- Given exercise
Substitute "dog's tail" for "dog's ear" in the lines below, and leave everything else unchanged.
____
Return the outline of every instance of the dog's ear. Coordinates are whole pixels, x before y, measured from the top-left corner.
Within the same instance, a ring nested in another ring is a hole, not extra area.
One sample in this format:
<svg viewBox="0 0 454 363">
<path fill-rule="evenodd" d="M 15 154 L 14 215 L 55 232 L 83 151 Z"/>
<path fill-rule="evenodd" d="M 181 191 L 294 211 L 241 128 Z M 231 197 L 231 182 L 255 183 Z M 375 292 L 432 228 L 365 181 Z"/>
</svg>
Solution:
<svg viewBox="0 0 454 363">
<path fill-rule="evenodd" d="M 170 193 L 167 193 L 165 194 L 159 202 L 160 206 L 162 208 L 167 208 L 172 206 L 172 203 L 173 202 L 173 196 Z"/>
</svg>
____
- Response to this task
Return the outline of every instance of the dog's tail. Coordinates are whole pixels, x before y, measured from the top-left corner.
Within the same instance, a ring nested in another ring is a hole, not extra area.
One sample in this format:
<svg viewBox="0 0 454 363">
<path fill-rule="evenodd" d="M 15 154 L 14 215 L 55 232 L 83 151 Z"/>
<path fill-rule="evenodd" d="M 181 191 L 294 211 L 241 128 Z M 231 197 L 231 182 L 255 183 Z M 375 292 L 432 228 L 365 181 Z"/>
</svg>
Solution:
<svg viewBox="0 0 454 363">
<path fill-rule="evenodd" d="M 170 193 L 167 193 L 165 194 L 159 202 L 160 206 L 162 208 L 167 208 L 172 206 L 172 203 L 173 202 L 173 196 Z"/>
</svg>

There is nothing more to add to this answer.